- Objective
Find the line containing "striped dress in". Retype it and every line after it through the end of the entries, exactly as written, with nothing added.

____

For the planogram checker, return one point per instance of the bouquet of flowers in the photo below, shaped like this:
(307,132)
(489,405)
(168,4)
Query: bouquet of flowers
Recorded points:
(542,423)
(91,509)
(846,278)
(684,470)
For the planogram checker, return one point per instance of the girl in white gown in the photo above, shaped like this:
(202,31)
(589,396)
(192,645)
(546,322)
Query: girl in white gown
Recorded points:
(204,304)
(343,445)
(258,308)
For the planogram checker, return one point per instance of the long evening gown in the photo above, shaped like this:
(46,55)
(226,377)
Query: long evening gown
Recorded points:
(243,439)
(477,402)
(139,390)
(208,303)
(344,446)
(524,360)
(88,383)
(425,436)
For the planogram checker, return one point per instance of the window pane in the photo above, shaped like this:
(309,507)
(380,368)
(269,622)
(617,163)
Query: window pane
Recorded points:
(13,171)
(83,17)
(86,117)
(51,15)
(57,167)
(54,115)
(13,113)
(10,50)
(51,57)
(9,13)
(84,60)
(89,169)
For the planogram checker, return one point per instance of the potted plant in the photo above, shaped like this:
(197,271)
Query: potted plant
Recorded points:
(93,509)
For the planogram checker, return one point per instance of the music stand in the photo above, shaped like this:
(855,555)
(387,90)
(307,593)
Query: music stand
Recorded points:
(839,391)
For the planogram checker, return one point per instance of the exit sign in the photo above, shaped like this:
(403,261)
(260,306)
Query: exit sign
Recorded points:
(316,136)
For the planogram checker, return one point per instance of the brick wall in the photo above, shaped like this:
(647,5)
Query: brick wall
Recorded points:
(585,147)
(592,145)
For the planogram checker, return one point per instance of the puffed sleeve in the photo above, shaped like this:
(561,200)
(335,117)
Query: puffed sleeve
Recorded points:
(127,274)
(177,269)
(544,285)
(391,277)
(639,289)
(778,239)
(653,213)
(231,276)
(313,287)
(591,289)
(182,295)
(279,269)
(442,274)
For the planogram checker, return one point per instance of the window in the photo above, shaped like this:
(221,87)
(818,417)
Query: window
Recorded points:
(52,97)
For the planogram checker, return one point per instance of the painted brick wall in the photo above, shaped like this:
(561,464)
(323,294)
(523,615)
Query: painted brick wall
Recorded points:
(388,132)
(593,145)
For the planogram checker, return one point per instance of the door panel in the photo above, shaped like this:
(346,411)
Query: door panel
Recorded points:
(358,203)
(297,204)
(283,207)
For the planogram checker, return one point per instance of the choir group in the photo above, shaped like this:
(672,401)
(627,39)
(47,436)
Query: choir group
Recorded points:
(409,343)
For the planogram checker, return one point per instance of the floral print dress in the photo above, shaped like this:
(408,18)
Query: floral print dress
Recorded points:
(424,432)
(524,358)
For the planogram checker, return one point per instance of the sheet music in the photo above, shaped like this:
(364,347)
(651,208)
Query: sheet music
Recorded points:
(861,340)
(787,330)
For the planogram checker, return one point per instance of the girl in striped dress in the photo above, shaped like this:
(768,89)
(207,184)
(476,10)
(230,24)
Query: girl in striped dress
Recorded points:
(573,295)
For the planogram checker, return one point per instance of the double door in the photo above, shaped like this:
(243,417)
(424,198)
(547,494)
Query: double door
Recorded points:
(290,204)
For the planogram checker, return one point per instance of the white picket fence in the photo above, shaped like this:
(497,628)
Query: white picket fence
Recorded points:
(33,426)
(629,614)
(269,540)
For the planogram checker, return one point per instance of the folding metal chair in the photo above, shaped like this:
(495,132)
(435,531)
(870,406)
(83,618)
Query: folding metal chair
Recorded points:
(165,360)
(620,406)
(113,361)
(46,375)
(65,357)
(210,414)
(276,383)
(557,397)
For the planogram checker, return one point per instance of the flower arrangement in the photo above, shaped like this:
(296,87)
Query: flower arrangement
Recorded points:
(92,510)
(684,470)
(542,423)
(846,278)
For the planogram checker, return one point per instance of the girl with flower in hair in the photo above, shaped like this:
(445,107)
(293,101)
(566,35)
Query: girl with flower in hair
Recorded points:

____

- Output of the exercise
For the planogram checker, return one point per instance of the girl in striped dress in the photo above, shaped like this:
(768,89)
(207,184)
(476,10)
(230,24)
Query: girl in striped dress
Recorded points:
(573,295)
For the planogram checker, return one point per instance of the double door in the photo above, shaped like this:
(243,417)
(424,198)
(547,494)
Query: double door
Recorded points:
(290,204)
For the planogram checker, return one point per instance of the white picket fence in the photo above, shaped like this:
(497,628)
Query: white picket fence
Recorded points:
(33,426)
(629,614)
(269,540)
For the planogram checker, return one point per instance of the folding metal chair in the photo above, shaped like this:
(495,132)
(435,531)
(870,406)
(83,618)
Query: folding metal chair
Recorded points:
(165,360)
(620,406)
(113,361)
(46,375)
(65,357)
(210,414)
(276,383)
(557,397)
For the planogram checker, return one point per instance of the flower arrangement in the photo above, shaped like this:
(296,87)
Query: flower arrangement
Recorded points:
(92,510)
(684,470)
(542,423)
(846,278)
For the planogram checker, return one point per instance of the girl with flower in hair in the photo above, shaped like this:
(445,107)
(293,101)
(566,35)
Query: girl with flower in hair
Recorded points:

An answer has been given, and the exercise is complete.